● PASSAGE TO READ:
--------------------------------------------------
Daily Breakdowns 050 - Stitches
Stitches
Written and Drawn by David Small
Published by W.W. Norton. $24.95 USD
Memoir, as far as I'm concerned, sometimes receives easier treatment, critically, because the events within really happened and the author isn't allowed to invent what he needs to make the story work better. This is true as far as it goes, but there are no memoirs that don't edit the subject's life into a narrative, a thread of important events with the boring stuff cut out.
Make no mistake, the events in Stitches are as harrowing and bleak as they come. A young boy grows up in a repressive household with an ineffectual, often absent radiologist father and a mother prone to rage and long silences. His grandmother is insane, his older brother mean as older brothers are, and drawing provides his only escape and brief comfort. Heavy radiation exposure as a child as a means to cure a sinus condition leads to a growth on his neck that goes untreated as his father instead spends the money on a new Cadillac. When David finally has surgery, the growth has become malignant, and costs him one of his vocal cords as well as giving him a long scar down his neck.
No child should ever go through such horrors as David does. How he endures them and turns his bitterness into a career as an award-winning children's author is a miracle, but a miracle left largely unexplained to the reader. How the parents who put their own luxury ahead of his health were convinced to pay for his therapy is also unknown. Small has a vivid imagination and the reader sees examples of it but mostly in images of horror or suspicion. The image of a fetus in a jar, glimpsed while he wanders the forbidden floors of his father's hospital, becomes an implacable tormentor. A fascination with Alice in Wonderland only leads to other children chasing him and questioning his sexuality. The Alice obsession continues into adolescence as he visualizes his psychiatrist as the White Rabbit, hardly a trustworthy character, despite his apparently being instrumental in Small's maturation and recovery.
--------------------------------------------------
● TASKS TO PERFORM:
• A. In the review of Stitches, rewrite the part starting with "Make no mistake, the" and going on through "down his neck.", substituting "tumor" for "growth" each time it appears.
• B. Answer these questions using the review of Stitches:
(i) Which company published Stitches?
(ii) What did the father buy with the money instead of paying for treatment of the growth on David's neck?
(iii) As which character does David picture his psychiatrist?
• C. Continue the review of Stitches from its final sentence.
The entries that come next are separate material and have no connection to the review of Stitches.

Data source records
--------------------------------------------------
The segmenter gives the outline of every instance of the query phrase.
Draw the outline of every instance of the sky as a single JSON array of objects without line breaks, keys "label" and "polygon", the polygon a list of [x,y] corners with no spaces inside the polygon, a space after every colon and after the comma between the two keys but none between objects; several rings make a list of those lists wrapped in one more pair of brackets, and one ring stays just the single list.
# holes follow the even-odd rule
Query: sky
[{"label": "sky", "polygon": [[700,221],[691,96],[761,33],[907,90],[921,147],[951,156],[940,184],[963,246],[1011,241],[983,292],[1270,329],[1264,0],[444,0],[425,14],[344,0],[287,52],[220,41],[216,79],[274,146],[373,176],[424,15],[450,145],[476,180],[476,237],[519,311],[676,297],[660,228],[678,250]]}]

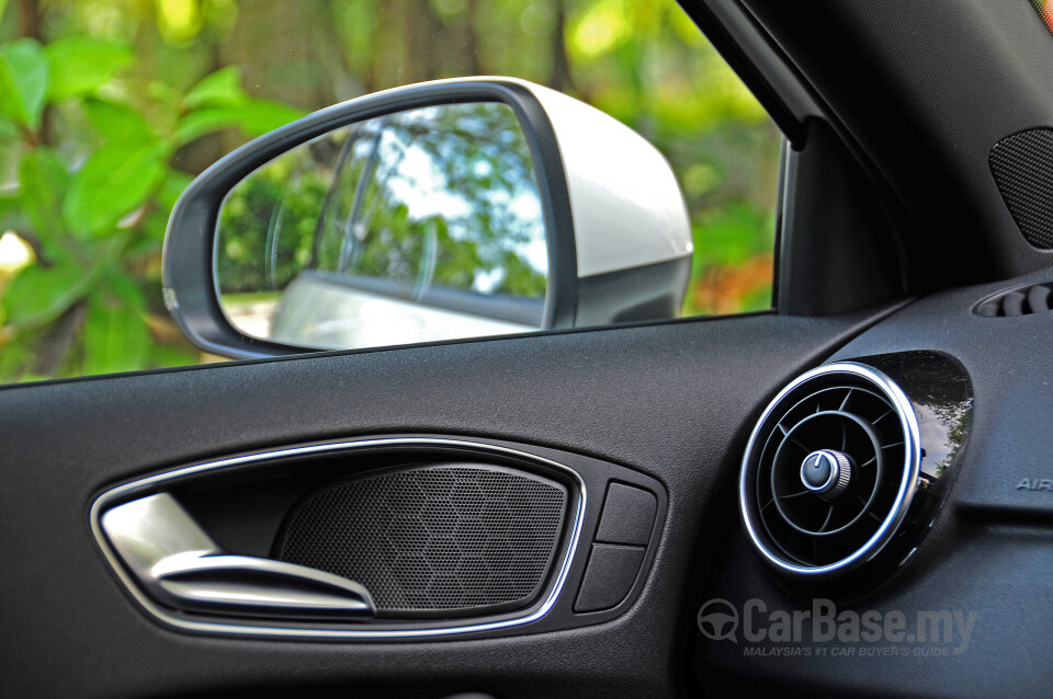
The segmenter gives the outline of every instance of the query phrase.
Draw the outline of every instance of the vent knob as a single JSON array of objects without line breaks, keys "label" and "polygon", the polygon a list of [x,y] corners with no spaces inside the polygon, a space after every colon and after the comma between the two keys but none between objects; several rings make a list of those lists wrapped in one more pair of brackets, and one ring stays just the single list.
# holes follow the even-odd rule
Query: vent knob
[{"label": "vent knob", "polygon": [[801,482],[826,502],[843,493],[851,478],[852,462],[848,455],[834,449],[813,451],[801,465]]}]

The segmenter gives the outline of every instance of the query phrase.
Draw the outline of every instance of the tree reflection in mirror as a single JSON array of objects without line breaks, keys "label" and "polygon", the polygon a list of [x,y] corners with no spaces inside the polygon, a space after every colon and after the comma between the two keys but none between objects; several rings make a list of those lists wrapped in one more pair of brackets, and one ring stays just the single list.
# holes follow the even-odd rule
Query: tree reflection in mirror
[{"label": "tree reflection in mirror", "polygon": [[544,325],[545,221],[530,148],[500,103],[331,131],[227,196],[216,288],[239,331],[356,348]]}]

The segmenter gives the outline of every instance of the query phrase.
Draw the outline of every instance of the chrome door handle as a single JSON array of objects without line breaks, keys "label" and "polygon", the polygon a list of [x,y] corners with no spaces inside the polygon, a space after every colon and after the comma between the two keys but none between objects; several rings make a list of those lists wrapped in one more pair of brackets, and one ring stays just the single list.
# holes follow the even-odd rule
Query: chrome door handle
[{"label": "chrome door handle", "polygon": [[168,493],[101,518],[124,564],[148,593],[185,611],[269,618],[372,618],[370,593],[332,573],[224,552]]}]

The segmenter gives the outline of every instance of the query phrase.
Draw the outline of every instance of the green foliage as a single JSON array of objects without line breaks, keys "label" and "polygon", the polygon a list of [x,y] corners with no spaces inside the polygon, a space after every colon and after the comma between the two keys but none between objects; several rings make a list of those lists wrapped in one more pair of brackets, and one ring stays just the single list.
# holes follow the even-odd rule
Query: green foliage
[{"label": "green foliage", "polygon": [[194,360],[163,313],[157,275],[163,224],[192,179],[173,168],[178,149],[302,115],[250,98],[231,69],[176,100],[156,82],[144,95],[128,89],[132,64],[127,46],[102,38],[0,45],[0,134],[18,158],[0,224],[34,253],[0,287],[0,381]]}]

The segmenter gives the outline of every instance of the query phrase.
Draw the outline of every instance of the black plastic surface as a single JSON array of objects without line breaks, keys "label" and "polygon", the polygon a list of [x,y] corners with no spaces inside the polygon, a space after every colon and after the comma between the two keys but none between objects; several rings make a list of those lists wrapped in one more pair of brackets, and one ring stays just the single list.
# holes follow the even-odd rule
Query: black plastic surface
[{"label": "black plastic surface", "polygon": [[[0,695],[667,696],[702,514],[747,426],[875,316],[773,314],[233,363],[0,389]],[[982,319],[977,319],[981,321]],[[150,621],[111,573],[89,506],[208,457],[424,431],[591,455],[659,480],[669,507],[633,607],[556,633],[410,644],[206,638]],[[588,530],[592,535],[596,520]],[[224,543],[226,543],[224,541]]]},{"label": "black plastic surface", "polygon": [[616,607],[639,573],[644,547],[593,543],[574,610],[578,614]]},{"label": "black plastic surface", "polygon": [[1028,0],[744,0],[893,187],[915,294],[1053,262],[998,191],[999,140],[1053,126],[1053,38]]},{"label": "black plastic surface", "polygon": [[657,512],[658,501],[654,493],[625,483],[611,483],[607,486],[596,540],[645,546],[650,541]]}]

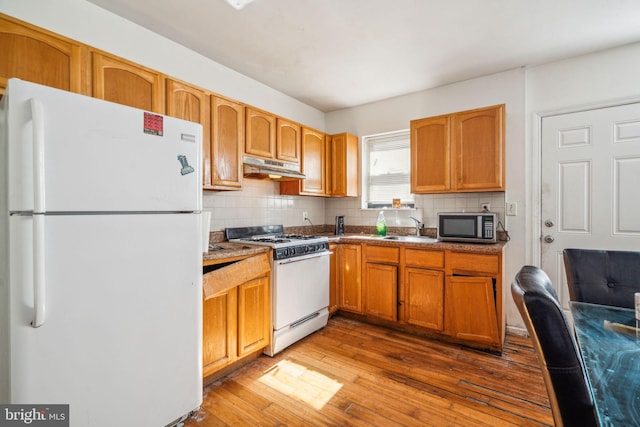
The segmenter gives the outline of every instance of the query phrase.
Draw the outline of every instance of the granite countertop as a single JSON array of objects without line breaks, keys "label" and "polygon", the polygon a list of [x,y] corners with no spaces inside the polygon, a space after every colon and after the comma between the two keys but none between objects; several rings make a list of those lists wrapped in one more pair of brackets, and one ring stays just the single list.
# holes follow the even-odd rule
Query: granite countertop
[{"label": "granite countertop", "polygon": [[271,250],[268,246],[246,245],[243,243],[215,242],[209,244],[209,252],[203,254],[202,261],[215,264],[231,258],[250,257]]},{"label": "granite countertop", "polygon": [[[415,241],[398,241],[383,239],[381,236],[363,233],[347,233],[343,236],[336,236],[329,233],[317,233],[327,236],[330,242],[335,243],[367,243],[381,246],[404,246],[416,249],[433,249],[433,250],[455,250],[463,252],[480,252],[480,253],[500,253],[507,242],[498,242],[491,245],[481,243],[455,243],[455,242],[433,242],[426,239],[424,242]],[[394,236],[393,234],[387,235]],[[425,236],[426,237],[426,236]],[[209,252],[203,254],[203,262],[206,264],[216,264],[225,262],[234,258],[243,258],[271,250],[268,246],[248,245],[244,243],[232,243],[228,241],[213,241],[209,245]]]},{"label": "granite countertop", "polygon": [[[387,237],[393,237],[394,235],[388,234]],[[405,246],[416,249],[434,249],[434,250],[455,250],[463,252],[483,252],[483,253],[500,253],[507,244],[507,242],[498,242],[494,244],[483,243],[459,243],[459,242],[440,242],[430,241],[426,239],[424,242],[416,241],[399,241],[392,239],[384,239],[382,236],[375,236],[371,234],[345,234],[344,236],[332,235],[329,240],[332,241],[332,237],[338,238],[333,240],[340,243],[367,243],[383,246]]]}]

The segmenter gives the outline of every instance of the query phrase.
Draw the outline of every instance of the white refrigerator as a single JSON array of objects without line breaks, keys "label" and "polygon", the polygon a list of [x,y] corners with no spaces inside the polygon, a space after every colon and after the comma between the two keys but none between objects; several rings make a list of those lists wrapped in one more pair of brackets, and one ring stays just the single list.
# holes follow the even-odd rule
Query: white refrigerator
[{"label": "white refrigerator", "polygon": [[202,403],[202,127],[9,80],[0,403],[166,426]]}]

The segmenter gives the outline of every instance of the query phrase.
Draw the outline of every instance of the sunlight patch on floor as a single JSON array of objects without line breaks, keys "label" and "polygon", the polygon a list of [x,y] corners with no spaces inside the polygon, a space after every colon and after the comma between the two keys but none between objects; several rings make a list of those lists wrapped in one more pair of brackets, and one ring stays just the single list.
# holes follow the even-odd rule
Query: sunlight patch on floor
[{"label": "sunlight patch on floor", "polygon": [[289,360],[278,362],[259,381],[318,410],[342,387],[338,381]]}]

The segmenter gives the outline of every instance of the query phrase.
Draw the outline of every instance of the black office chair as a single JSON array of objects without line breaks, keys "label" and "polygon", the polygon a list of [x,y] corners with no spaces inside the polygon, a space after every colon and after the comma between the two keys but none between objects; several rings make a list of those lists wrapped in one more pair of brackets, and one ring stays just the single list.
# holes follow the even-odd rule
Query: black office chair
[{"label": "black office chair", "polygon": [[634,308],[640,292],[640,252],[565,249],[571,301]]},{"label": "black office chair", "polygon": [[542,365],[556,426],[597,426],[582,358],[549,277],[538,267],[524,266],[511,294]]}]

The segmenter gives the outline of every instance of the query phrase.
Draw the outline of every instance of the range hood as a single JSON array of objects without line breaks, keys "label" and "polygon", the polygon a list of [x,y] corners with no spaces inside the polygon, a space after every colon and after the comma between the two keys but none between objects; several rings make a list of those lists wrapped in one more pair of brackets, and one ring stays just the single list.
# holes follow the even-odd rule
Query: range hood
[{"label": "range hood", "polygon": [[266,160],[250,156],[244,156],[242,163],[244,175],[247,177],[270,178],[275,180],[306,178],[303,173],[300,173],[300,165],[294,163]]}]

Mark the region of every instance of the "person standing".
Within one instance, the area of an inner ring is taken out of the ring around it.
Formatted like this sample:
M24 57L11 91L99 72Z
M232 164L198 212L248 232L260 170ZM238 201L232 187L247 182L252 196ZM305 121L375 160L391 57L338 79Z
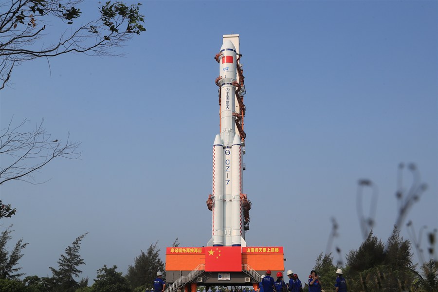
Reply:
M270 270L266 270L266 276L262 279L262 287L263 287L263 292L274 292L275 290L275 281L274 278L271 276L271 272ZM281 292L279 291L278 292Z
M312 270L309 278L309 292L321 292L321 281L316 272Z
M291 270L288 271L287 274L289 277L288 290L291 292L301 292L303 285L301 284L301 281L298 278L298 275L293 274Z
M154 288L152 290L155 290L155 292L164 292L166 289L166 282L163 281L162 277L163 277L163 273L159 271L157 272L157 278L154 280Z
M261 282L263 280L263 278L265 277L265 275L262 275L260 278L261 278L261 280L260 280L260 283L258 283L258 289L257 290L257 292L263 292L263 286L262 286Z
M281 272L277 273L277 280L275 281L274 285L277 292L282 292L283 289L287 290L288 287L285 284L284 281L283 280L283 273Z
M347 282L342 276L342 270L340 269L336 270L336 282L335 283L335 287L336 287L336 292L347 292Z

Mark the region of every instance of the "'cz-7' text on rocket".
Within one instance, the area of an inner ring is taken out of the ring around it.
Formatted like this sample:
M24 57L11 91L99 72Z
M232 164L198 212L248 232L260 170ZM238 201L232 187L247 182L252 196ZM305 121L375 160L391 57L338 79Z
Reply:
M246 246L244 208L251 203L242 194L243 115L244 93L238 58L241 55L227 36L216 59L219 63L220 134L213 147L213 194L207 201L212 211L212 238L208 246ZM238 44L238 35L230 35ZM243 90L242 90L243 88ZM245 205L246 204L246 205ZM249 214L249 213L248 213Z

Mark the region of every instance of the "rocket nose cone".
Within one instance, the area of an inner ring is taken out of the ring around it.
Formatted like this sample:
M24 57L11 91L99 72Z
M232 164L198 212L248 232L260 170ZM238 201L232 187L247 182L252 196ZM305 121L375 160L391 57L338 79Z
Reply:
M229 39L226 39L223 41L223 44L220 47L220 51L225 50L225 49L232 49L234 51L236 51L236 47L234 46L234 45L233 44L231 41Z
M233 139L233 145L240 145L241 143L240 143L240 137L239 137L239 135L236 134L234 135L234 138Z
M213 143L213 146L216 145L220 145L221 146L223 146L223 144L222 143L222 139L220 139L220 135L216 135L216 138L215 138L215 142Z

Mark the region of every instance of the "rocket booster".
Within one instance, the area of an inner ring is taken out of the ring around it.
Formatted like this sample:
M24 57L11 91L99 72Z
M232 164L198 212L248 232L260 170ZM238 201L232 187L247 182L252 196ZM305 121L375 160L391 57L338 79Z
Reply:
M220 134L213 146L212 237L207 245L245 246L242 237L242 144L236 130L237 53L225 40L219 62Z

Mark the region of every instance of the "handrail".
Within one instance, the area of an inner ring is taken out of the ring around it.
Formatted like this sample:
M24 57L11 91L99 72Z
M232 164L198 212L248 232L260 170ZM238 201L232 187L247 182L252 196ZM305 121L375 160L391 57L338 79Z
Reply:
--------------------------------------------------
● ANSWERS PROVIDED:
• A.
Make no mistake, the events in Stitches are as harrowing and bleak as they come. A young boy grows up in a repressive household with an ineffectual, often absent radiologist father and a mother prone to rage and long silences. His grandmother is insane, his older brother mean as older brothers are, and drawing provides his only escape and brief comfort. Heavy radiation exposure as a child as a means to cure a sinus condition leads to a tumor on his neck that goes untreated as his father instead spends the money on a new Cadillac. When David finally has surgery, the tumor has become malignant, and costs him one of his vocal cords as well as giving him a long scar down his neck.

• B.
(i) W.W. Norton
(ii) A new Cadillac
(iii) The White Rabbit

• C.
The cover, taken from an interior image, is instructive in understanding Small's approach. The characters loom over him, their spectacles making them appear soulless, the grandmother possibly ravenous, zombie-like, while the rest of his family are disapproving. The art inside is all washes and thin lines, even the lettering is skinny. When David is old enough to get out of the house on his own and experience some of the city, it's depicted in vague shapes, his time spent all day in cinemas, his most vivid imagery reserved for his nightmares. Even as his rage towards his parents gives him the strength to defy them, he's still a prisoner of their parched minds. That cancer hasn't been removed.
That may be the most disturbing aspect of the book, that despite the facts of Small's life suggesting he has found a way to overcome this adversity and bring joy to children through his work that he was denied in his own childhood, he really hasn't grown that much. We are told briefly that art has brought him everything, with the clear indication that his art has gotten him women, but the rest of the book tells us that the only woman who owns him is his mother. Although it must have been a particular kind of agony, he doesn't pass up a chance to draw one more picture of her pinched, disdainful face glaring at him or spitting out more mean words. He never yields in depicting her as hateful and loveless, with only a token attempt at trying to understand her own torment as a closeted lesbian. His father, at least in the biographical sketches at the end, gets off much easier, despite his callousness and his likely causing David's cancer. His brother remains a cypher.
Maybe it's too much to ask. Maybe it's grotesque and unfeeling to criticize the book on this basis. But by not finding a way to depict the humanity of his parents, to try to understand the series of horrible things they did, or even to mix in some small moments of joy and kindness, the reader is left with the feeling that this is not a story of triumph, not the coming-of-age story it purports to be because Small has not really come of age. He's gotten older, he's become successful and apparently happily married. But too much of him is still the bitter child, now finding a way to get back at his parents with the strongest voice he has.